(Stored data)
··········

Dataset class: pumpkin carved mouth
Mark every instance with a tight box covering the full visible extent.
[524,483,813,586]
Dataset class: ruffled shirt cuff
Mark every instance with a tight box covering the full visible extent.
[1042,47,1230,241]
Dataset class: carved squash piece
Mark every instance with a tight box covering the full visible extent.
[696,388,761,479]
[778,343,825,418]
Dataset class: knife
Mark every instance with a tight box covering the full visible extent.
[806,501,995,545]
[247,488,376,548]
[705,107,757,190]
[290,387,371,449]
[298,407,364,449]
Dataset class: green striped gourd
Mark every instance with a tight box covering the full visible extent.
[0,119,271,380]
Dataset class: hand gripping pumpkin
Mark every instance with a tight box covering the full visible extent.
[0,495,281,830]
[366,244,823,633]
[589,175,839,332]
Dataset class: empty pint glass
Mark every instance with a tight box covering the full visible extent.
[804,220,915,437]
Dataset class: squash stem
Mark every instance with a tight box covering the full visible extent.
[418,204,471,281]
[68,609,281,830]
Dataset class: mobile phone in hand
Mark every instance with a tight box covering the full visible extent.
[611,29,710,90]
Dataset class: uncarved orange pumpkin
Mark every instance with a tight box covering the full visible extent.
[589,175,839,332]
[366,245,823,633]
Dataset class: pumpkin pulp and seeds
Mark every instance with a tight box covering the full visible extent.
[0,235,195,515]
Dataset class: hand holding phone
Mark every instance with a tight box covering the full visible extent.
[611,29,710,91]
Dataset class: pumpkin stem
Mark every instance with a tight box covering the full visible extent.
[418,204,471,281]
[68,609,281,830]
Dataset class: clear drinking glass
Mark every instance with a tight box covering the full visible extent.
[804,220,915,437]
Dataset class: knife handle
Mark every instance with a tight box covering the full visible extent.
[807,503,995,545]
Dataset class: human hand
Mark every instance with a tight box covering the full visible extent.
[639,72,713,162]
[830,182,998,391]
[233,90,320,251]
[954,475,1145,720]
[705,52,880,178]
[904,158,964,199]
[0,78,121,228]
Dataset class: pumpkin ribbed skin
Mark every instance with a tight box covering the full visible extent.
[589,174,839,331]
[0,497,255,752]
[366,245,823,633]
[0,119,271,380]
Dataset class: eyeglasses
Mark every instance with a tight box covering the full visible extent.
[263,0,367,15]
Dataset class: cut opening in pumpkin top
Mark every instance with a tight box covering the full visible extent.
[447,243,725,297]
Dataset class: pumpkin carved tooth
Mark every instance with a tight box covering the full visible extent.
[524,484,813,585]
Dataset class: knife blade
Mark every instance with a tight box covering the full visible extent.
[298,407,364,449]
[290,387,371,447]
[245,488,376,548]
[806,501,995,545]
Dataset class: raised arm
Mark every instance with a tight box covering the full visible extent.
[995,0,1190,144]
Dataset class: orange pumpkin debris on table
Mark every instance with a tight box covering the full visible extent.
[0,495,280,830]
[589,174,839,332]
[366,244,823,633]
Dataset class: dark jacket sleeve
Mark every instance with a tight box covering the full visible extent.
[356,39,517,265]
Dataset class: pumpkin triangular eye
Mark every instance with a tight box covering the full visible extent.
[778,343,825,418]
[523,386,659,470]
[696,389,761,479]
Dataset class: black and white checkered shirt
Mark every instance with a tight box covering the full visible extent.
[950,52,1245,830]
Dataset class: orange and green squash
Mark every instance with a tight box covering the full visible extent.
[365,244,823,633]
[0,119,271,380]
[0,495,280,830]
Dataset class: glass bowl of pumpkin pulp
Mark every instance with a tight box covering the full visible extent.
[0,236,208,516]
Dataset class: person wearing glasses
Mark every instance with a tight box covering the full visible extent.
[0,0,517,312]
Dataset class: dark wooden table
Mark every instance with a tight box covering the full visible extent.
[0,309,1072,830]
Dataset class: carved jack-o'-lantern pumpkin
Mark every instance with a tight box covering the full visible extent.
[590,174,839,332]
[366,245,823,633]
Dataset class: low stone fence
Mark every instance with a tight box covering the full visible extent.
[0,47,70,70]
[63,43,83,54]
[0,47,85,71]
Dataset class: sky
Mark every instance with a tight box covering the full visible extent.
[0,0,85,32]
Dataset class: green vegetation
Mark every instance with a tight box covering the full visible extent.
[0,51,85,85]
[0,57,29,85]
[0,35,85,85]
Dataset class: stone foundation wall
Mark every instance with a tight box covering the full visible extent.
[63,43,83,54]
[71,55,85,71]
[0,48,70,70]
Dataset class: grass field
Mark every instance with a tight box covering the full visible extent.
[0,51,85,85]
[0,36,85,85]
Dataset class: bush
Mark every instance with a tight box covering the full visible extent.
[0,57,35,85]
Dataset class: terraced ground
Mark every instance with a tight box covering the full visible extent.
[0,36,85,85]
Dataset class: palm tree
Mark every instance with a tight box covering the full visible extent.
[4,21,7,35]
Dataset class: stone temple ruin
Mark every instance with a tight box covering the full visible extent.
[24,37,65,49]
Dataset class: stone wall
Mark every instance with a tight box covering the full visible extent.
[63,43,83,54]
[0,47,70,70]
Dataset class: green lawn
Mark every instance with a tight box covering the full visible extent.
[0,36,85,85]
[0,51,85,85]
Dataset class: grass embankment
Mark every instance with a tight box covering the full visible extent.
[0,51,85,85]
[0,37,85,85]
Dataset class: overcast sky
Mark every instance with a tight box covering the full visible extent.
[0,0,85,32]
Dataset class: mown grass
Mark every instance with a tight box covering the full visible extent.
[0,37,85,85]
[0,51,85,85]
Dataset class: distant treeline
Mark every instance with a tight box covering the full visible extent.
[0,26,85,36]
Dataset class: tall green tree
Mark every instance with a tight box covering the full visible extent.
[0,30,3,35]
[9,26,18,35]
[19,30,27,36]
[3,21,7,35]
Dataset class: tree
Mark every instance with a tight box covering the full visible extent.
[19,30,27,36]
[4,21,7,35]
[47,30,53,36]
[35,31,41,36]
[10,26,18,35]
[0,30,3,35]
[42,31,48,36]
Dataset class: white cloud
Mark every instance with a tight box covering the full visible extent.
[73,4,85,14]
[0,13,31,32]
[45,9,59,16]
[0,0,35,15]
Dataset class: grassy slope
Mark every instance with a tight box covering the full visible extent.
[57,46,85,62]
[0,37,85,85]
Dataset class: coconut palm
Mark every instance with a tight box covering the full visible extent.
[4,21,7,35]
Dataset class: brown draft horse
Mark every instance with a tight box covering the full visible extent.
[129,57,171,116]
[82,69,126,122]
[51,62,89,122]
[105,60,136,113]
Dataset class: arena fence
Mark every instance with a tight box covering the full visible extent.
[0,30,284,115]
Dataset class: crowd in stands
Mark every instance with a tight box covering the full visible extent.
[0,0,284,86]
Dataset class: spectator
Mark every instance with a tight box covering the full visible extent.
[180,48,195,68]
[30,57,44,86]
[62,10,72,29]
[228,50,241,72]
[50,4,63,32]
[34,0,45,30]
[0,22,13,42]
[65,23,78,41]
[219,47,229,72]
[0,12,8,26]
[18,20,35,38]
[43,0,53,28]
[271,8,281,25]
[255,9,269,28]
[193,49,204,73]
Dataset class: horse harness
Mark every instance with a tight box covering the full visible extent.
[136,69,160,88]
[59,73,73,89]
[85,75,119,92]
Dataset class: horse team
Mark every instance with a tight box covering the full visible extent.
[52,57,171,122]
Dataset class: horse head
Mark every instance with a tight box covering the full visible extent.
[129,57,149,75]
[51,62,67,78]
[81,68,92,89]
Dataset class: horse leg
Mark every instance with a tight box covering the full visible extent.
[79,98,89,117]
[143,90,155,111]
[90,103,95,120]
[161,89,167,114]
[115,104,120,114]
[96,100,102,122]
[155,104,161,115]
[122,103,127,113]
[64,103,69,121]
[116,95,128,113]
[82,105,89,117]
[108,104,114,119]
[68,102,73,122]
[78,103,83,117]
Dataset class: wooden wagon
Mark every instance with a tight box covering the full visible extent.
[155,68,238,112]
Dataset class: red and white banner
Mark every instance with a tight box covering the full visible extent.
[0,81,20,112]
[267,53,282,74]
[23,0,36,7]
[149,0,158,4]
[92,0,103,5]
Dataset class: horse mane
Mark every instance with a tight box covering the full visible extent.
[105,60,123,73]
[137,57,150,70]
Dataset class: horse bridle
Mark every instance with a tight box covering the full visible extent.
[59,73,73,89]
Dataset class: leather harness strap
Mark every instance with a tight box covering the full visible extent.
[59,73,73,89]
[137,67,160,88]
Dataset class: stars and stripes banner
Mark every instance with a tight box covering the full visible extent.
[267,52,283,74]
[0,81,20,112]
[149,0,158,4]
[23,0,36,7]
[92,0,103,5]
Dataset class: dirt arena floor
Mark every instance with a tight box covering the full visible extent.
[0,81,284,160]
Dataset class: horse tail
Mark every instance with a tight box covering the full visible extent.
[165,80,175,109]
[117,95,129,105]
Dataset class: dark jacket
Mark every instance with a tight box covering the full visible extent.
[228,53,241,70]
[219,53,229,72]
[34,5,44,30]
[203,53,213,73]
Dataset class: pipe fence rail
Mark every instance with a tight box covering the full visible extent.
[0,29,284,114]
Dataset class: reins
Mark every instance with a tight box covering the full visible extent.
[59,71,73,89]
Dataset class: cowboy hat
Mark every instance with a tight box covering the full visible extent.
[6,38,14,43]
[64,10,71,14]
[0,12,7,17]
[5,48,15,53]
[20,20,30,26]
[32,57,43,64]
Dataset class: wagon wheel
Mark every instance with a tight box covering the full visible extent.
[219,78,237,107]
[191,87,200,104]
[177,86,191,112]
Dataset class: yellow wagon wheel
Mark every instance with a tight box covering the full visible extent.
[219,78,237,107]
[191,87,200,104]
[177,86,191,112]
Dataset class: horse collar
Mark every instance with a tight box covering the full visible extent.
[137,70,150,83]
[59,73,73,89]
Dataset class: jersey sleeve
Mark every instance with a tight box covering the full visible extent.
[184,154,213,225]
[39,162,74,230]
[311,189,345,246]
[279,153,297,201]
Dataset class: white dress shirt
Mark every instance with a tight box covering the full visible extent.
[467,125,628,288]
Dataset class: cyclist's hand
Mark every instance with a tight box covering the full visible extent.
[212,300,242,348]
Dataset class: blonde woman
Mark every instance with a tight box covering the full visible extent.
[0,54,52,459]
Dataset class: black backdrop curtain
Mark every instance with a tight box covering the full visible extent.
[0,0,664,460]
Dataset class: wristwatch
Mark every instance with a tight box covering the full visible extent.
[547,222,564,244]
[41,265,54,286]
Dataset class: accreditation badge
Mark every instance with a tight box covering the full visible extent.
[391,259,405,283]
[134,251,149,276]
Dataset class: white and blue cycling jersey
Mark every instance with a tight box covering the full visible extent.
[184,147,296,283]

··········

**Problem:** Please output the entries from the line with "Dataset class: empty pint glass" to the line with "[0,78,121,228]" as a two-column CSV with the headers entry_text and answer, one row per entry. Put the entry's text and its answer each in a single quoted field, with line breaks replaced by spaces.

**Response to this task:**
entry_text,answer
"Dataset class: empty pint glass Mark every instance with a tight box covering the full visible extent.","[804,220,915,437]"
"Dataset class: squash stem Mark every instance with a tight box covering the full visible extent.","[418,204,471,281] [68,609,281,830]"
"Dataset class: mobile phone in hand Mark every instance with a tight box covering the full visible extent.","[611,29,710,90]"
"Dataset class: uncarved orange pumpkin Mark every instance with a tight box covering the full visible extent.","[589,175,839,332] [366,245,823,633]"
"Dataset class: pumpkin pulp and seeds Mark every instance with a tight box covering the full visible extent.","[0,235,195,515]"
"Dataset class: hand holding phone Mark every instance with a tight box covering the full visible extent.","[611,29,710,91]"
"Dataset class: pumpkin stem Mark every instance with a tight box covering the full visible extent.","[418,204,471,281] [68,609,281,830]"
"Dataset class: clear drinking glass Mark every instance with a tight box covering the full visible extent.","[804,220,915,437]"
"Dataset class: knife handle Mark every instance with a tight box covering the full visible extent.","[807,503,995,545]"
"Dataset class: human hand Mark every instance with a tight box covering the full visible extent.","[639,72,713,162] [830,182,998,391] [233,90,320,251] [954,475,1145,720] [705,52,880,178] [904,158,964,199] [0,78,121,228]"